- _Problem to work on_:
Copy the data below word for word, starting at the line that contains "Target: metal pole base plate" and continuing through the end of the data.

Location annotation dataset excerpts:
• • • •

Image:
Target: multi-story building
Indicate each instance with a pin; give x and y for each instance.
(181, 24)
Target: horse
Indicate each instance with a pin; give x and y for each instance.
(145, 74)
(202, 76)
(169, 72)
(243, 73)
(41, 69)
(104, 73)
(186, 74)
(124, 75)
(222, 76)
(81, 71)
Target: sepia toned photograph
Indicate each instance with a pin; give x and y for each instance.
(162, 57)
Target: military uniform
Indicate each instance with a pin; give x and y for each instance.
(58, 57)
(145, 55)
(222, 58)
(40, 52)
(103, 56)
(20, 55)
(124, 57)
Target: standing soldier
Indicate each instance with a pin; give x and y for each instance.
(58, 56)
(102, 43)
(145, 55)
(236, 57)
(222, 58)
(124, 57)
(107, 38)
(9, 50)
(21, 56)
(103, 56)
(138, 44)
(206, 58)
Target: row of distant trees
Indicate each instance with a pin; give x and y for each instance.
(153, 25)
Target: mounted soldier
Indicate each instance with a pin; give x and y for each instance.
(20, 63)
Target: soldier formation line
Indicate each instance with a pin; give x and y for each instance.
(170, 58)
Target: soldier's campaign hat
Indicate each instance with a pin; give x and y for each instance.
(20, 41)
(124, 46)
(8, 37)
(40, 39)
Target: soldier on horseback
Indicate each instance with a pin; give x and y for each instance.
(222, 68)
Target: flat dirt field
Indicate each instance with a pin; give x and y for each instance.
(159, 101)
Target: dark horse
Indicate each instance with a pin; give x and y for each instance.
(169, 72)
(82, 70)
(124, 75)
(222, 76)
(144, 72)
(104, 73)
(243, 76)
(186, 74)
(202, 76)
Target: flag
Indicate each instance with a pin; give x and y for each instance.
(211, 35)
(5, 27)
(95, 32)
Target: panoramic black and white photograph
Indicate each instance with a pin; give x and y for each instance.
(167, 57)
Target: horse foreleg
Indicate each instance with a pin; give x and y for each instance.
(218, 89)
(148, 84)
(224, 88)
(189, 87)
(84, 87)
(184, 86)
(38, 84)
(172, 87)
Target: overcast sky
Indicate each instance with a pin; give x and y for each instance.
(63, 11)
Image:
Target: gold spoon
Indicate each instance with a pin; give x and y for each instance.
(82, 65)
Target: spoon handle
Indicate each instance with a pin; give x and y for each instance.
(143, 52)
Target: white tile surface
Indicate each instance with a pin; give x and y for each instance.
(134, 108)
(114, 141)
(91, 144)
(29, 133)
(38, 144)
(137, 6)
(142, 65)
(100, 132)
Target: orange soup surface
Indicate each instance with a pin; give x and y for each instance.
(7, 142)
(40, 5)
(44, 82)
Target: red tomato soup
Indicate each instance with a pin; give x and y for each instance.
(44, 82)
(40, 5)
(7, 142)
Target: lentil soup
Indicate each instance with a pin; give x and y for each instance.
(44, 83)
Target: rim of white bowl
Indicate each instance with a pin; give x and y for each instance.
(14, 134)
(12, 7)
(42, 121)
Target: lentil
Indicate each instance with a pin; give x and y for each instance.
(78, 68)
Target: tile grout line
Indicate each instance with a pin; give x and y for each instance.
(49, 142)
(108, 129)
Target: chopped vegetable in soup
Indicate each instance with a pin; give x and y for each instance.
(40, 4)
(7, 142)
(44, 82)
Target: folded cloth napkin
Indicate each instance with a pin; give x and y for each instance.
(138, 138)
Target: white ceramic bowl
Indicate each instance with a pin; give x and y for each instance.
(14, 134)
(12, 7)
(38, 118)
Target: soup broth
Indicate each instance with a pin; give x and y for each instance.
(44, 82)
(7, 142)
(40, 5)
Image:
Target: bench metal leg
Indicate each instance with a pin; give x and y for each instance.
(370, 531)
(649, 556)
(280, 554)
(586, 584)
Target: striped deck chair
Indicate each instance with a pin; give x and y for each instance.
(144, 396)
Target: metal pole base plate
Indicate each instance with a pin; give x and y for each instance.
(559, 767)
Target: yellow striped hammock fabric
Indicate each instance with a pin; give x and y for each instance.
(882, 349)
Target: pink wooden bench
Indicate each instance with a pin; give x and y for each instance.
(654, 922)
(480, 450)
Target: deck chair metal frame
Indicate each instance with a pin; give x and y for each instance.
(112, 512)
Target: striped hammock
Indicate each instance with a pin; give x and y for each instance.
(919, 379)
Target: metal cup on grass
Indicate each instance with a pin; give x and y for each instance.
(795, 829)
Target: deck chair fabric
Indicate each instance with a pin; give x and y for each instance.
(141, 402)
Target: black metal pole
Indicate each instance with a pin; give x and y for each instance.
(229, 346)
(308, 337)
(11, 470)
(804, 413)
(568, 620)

• • • •

- _Full response_:
Target: metal pole base plate
Indicate each instance with a pin; give x and y for each instance.
(559, 767)
Target: yellow striped hammock fabric
Indicate each instance with a pin; give x and y for each instance.
(882, 349)
Target: pink wooden bench
Indicate each instance with a pin; give x and y for each instance.
(654, 922)
(480, 450)
Target: deck chair metal frame
Indicate each instance with a pin; give x and y for each instance.
(112, 512)
Target: striped hammock
Indicate each instance with a pin; give x and y for each instance.
(919, 379)
Target: metal cup on grass
Indicate each instance with a pin; give x and y for each instance.
(795, 829)
Target: deck chair fabric
Indicate each instance with a pin; give x and y for each instance.
(141, 402)
Target: black metal pole
Indicate each instance with a pin; give x and y for each instance.
(229, 346)
(308, 337)
(11, 470)
(804, 413)
(568, 620)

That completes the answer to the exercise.